→ **TASK INSTRUCTIONS**: Reproduce the material from the line containing "Task: set one pin on each instance of the wet" down to the line containing "Target: wet asphalt road", replacing "asphalt" with "concrete" and keeping everything else unchanged. Omit the picture.

→ **DATA PROVIDED**:
···
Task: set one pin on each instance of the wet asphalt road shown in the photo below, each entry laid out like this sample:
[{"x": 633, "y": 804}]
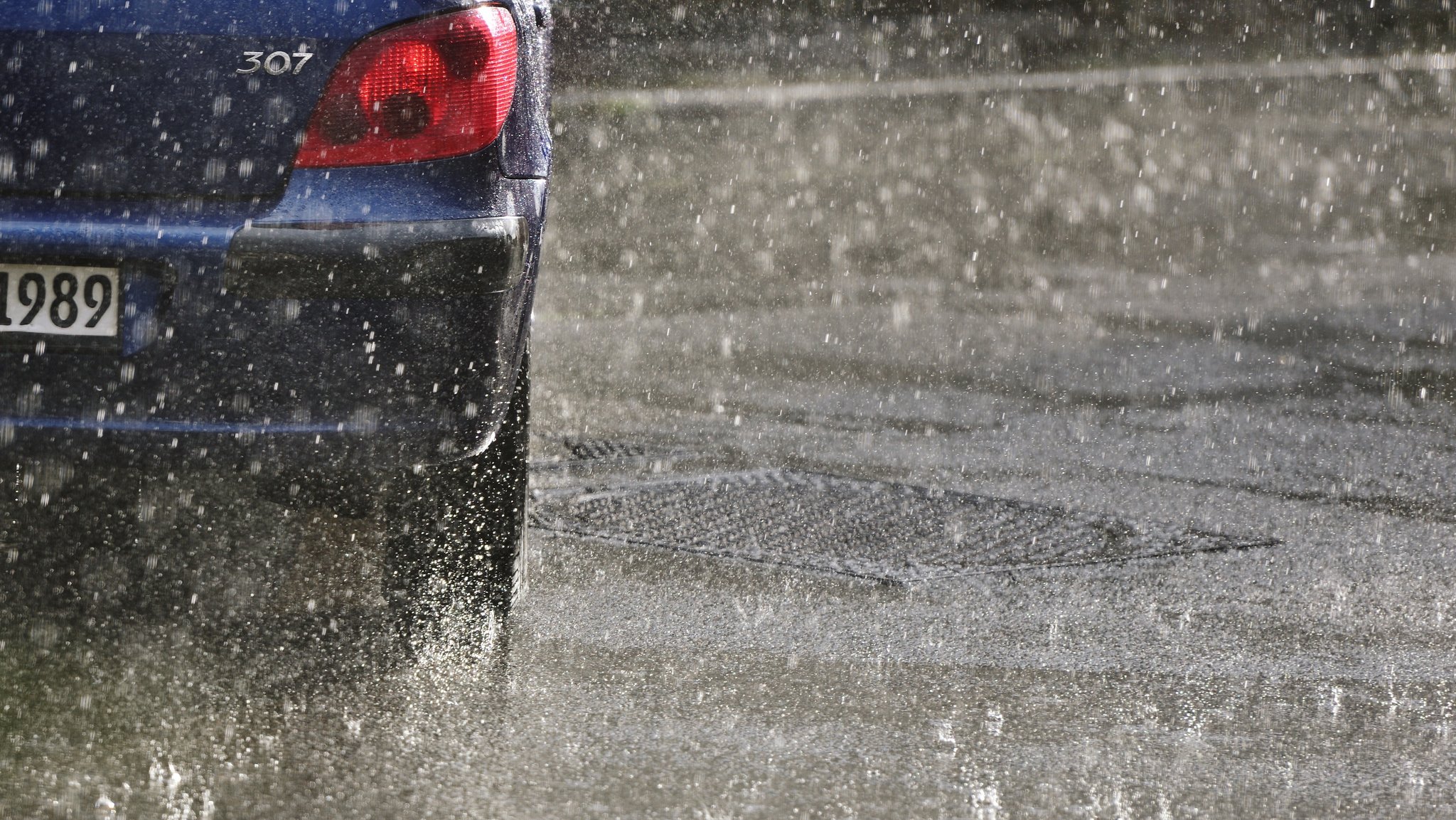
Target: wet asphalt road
···
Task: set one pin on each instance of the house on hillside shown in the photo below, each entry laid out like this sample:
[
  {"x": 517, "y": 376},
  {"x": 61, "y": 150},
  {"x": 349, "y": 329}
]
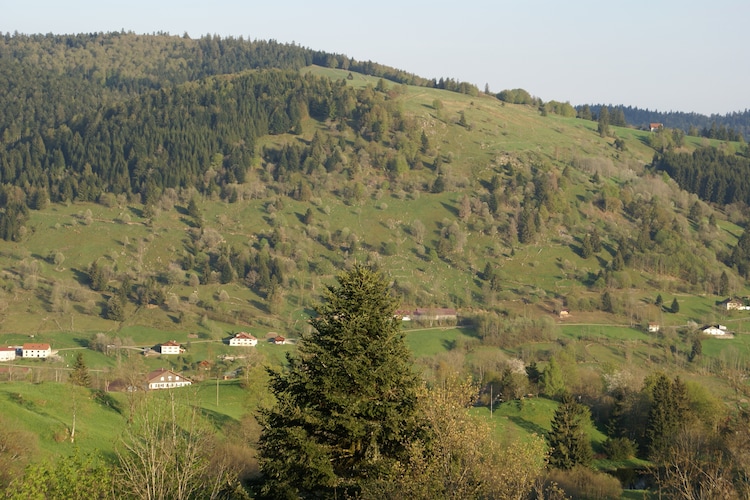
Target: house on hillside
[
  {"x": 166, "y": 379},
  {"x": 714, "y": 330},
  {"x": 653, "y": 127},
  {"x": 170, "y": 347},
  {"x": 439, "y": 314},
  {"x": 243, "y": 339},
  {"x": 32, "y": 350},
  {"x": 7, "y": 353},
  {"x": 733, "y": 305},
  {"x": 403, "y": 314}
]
···
→ **OUTPUT**:
Task: set one pin on each instance of the wet concrete road shown in the photo below, each entry laid out like this sample:
[{"x": 633, "y": 804}]
Target: wet concrete road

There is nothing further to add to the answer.